» **Consegne dell'esercizio**:
1: Secondo il testo, perché l'intervistato non vuole un farmaco che elimini la SM? Spiegalo in una o due frasi.
2: Cita dal testo il passo compreso tra "Non voglio un" e "diagnosi ad oggi?", estremi inclusi.

» **Testo di riferimento**:
————

E da qui il cambiamento…

Si, arrivai a pensare che, se odiando la malattia, ero arrivato a questo, non potevo far altro che accettare la mia malattia. Infondo, un vecchio detto dice: “Se non puoi sconfiggere la malattia, alleati”, quindi iniziai a non offenderla più, a trattarla con rispetto e, ad oggi, le voglio anche bene, la ringrazio di aver cambiato drasticamente in meglio la mia vita.

Come converti il dolore in bellezza?

Con la pratica buddista sicuramente. Ho iniziato a pensare che dietro ad ogni disgrazia, c’è qualcosa di bello che deve succedere. La vita è bella così, la vita è bella perché è vita, perché ogni giorno si ha la possibilità di poter incoraggiare le altre persone che stanno male con la propria vita. Se il mio scopo è quello di raccontare la mia vita per far felice qualcun altro, ben venga.

Cosa ti auguri per te e per coloro che soffrono di SM?

Non voglio un farmaco per eliminarla perché la SM mi ha fatto apprezzare di più la vita. Per gli altri, spero che la malattia stia ferma. E’ una malattia che starà con noi fino al resto dei nostri giorni, non ce la siamo cercata. La cosa migliore è conviverci e, perché no, scherzarci su.

Da chi sei stato supportato in tutti questi anni, dalla diagnosi ad oggi?

Sicuramente da me stesso, dalla filosofia buddista, grandi amici al mio fianco, tra cui Silvio, mio testimone di nozze, specie da quando sono diventato cieco.

Hai subito denigrazioni o ti sei sentito incompreso?

No, ma la sclerosi multipla ha molto scremato la cerchia di amici che avevo quando stavo bene, facendo si che incontrassi al mio fianco la donna giusta per me. Sono dell’idea che tutti abbiamo una persona giusta che ci aspetta. L’importante è riuscire a trovarla.

Hai un motto di vita, una canzone che ti accompagna?

Ascolto solo musica giapponese, quindi canzoni no. Come ho detto prima, in ogni disgrazia c’è sempre qualcosa di buono e in ogni cosa buona che succede c’è sempre qualcosa di brutto dietro, quindi io vivo ogni cosa, gioisco e affronto quel per cui c’è da gioire ed affrontare.

So che hai aneddoti davvero divertenti da raccontarmi…

Quando sono diventato cieco, il primo anno non è stato facile. Nel 2011, ad agosto, venne a trovarmi un amico a casa. Per 40 minuti mi lamentai continuamente. Ad un certo punto, il mio amico, prima di andarsene, mi fece una domanda: “Ma se un giorno incontri una persona cieca dalla nascita, cosa le dici? Che ti sei tirato su le maniche o che ti sei buttato giù?”. Quella fu una frase decisiva, che iniziò a risuonarmi nella testa. Grazie alla pratica buddista, arrivai al punto dove decisi di andare a vivere da solo, a circa 40 km lontano dai miei genitori per non essere aiutato da nessuno. Fu una delle esperienze più belle della mia vita, ricreandomi una vita normale nonostante tutto.

————

» **Dati forniti**:
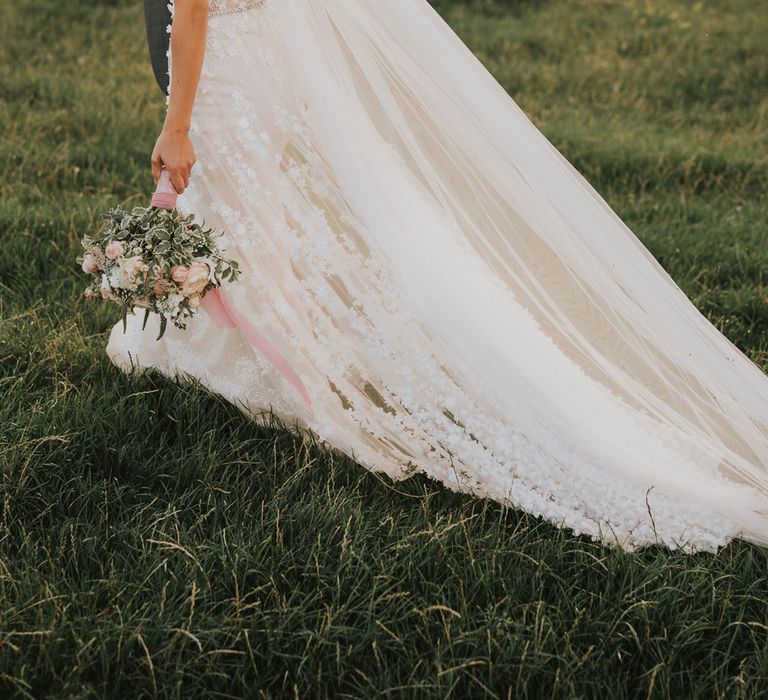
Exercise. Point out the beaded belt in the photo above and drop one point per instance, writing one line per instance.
(232, 10)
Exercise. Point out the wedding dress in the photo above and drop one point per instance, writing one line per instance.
(456, 299)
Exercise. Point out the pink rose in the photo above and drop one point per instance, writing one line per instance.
(89, 263)
(197, 279)
(179, 273)
(114, 250)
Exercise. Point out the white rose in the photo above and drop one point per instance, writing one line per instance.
(128, 271)
(197, 279)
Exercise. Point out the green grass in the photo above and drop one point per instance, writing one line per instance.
(154, 542)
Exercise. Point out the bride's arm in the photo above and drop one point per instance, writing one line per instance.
(173, 148)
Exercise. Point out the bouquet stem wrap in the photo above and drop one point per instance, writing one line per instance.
(220, 309)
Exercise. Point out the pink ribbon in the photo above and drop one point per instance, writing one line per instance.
(221, 310)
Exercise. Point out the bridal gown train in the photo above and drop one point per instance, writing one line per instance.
(456, 299)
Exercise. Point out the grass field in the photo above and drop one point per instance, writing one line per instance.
(153, 542)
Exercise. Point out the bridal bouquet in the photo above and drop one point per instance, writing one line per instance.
(155, 258)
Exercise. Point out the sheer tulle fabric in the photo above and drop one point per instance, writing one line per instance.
(456, 298)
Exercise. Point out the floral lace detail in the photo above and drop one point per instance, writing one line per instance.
(384, 390)
(223, 7)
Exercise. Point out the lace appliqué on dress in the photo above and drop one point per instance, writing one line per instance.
(226, 7)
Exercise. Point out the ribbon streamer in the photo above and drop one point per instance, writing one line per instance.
(220, 309)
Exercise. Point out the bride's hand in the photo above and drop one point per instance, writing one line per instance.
(174, 151)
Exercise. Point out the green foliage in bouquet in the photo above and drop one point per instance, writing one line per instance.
(155, 259)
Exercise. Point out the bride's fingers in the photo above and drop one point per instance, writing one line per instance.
(157, 166)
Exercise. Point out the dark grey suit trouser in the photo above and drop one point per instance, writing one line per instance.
(157, 17)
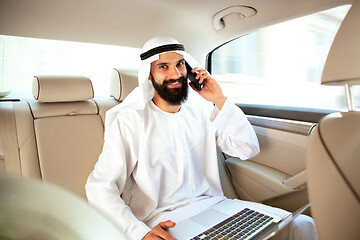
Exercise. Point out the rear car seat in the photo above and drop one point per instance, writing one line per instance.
(58, 136)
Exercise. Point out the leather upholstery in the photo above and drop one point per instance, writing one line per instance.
(57, 138)
(60, 138)
(333, 178)
(62, 88)
(122, 83)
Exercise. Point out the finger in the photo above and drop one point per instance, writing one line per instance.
(162, 233)
(193, 87)
(166, 225)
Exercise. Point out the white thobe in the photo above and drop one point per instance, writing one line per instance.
(158, 166)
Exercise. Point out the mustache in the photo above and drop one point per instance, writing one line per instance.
(170, 81)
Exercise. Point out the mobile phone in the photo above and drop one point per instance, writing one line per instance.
(192, 77)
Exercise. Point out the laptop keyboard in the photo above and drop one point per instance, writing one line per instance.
(242, 225)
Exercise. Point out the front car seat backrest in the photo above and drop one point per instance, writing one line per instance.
(122, 83)
(333, 176)
(68, 130)
(333, 159)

————

» **Le tue risposte**:
1: Non vuole un farmaco che elimini la SM perché la malattia gli ha fatto apprezzare di più la vita.

2:
Non voglio un farmaco per eliminarla perché la SM mi ha fatto apprezzare di più la vita. Per gli altri, spero che la malattia stia ferma. E’ una malattia che starà con noi fino al resto dei nostri giorni, non ce la siamo cercata. La cosa migliore è conviverci e, perché no, scherzarci su.

Da chi sei stato supportato in tutti questi anni, dalla diagnosi ad oggi?